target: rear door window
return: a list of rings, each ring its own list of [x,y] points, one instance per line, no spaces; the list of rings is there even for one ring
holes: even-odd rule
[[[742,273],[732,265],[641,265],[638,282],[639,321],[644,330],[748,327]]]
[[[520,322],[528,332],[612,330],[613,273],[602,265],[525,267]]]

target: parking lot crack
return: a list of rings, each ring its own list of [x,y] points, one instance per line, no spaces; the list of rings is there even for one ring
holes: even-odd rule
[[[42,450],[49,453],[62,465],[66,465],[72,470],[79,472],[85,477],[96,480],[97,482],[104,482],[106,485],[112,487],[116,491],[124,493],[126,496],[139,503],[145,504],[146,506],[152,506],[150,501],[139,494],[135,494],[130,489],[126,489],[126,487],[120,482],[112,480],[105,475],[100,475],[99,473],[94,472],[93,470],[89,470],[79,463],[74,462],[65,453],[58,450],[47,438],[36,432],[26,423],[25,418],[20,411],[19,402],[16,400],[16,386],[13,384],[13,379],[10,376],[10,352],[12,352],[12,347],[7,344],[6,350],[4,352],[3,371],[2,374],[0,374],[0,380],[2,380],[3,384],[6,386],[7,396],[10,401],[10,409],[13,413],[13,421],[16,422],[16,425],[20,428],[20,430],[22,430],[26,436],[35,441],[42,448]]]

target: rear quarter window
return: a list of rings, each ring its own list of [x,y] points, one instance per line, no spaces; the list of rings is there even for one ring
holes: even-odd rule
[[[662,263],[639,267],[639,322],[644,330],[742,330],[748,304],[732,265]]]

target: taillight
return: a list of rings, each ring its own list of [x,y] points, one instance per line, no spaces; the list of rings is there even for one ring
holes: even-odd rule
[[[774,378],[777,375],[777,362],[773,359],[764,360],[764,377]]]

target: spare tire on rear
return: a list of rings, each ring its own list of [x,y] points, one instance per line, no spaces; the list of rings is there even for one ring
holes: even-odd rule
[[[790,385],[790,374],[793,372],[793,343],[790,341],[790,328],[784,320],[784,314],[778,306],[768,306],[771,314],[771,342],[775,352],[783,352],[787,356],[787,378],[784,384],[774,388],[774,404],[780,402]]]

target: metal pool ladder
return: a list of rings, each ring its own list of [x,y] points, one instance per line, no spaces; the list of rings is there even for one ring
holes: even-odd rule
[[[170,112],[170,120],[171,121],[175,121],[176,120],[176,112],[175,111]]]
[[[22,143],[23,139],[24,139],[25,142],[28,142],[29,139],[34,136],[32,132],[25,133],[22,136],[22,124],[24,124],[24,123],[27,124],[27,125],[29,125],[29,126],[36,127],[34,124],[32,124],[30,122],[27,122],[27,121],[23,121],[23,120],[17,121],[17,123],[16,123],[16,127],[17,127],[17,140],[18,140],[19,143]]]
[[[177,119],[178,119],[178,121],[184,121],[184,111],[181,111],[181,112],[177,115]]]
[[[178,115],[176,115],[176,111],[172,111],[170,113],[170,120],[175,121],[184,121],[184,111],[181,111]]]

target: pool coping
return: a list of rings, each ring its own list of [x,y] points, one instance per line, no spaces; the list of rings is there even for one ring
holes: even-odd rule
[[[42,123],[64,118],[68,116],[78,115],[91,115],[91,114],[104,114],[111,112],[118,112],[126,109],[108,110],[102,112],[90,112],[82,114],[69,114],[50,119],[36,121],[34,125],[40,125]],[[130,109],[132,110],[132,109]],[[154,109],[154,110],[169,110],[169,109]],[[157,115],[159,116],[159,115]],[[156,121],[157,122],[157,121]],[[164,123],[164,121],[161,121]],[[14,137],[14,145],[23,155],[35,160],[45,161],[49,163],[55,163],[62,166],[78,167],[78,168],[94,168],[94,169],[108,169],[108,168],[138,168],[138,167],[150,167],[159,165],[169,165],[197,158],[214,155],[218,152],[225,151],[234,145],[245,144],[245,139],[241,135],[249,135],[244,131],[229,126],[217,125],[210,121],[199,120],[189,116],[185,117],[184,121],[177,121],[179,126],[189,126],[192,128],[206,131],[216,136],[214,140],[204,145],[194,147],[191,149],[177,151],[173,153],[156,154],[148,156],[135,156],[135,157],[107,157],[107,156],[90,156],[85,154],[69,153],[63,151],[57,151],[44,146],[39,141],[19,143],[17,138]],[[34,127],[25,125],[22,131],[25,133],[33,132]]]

== == ==

Each line above that has the word "pool" should be copied.

target: metal pool ladder
target: pool coping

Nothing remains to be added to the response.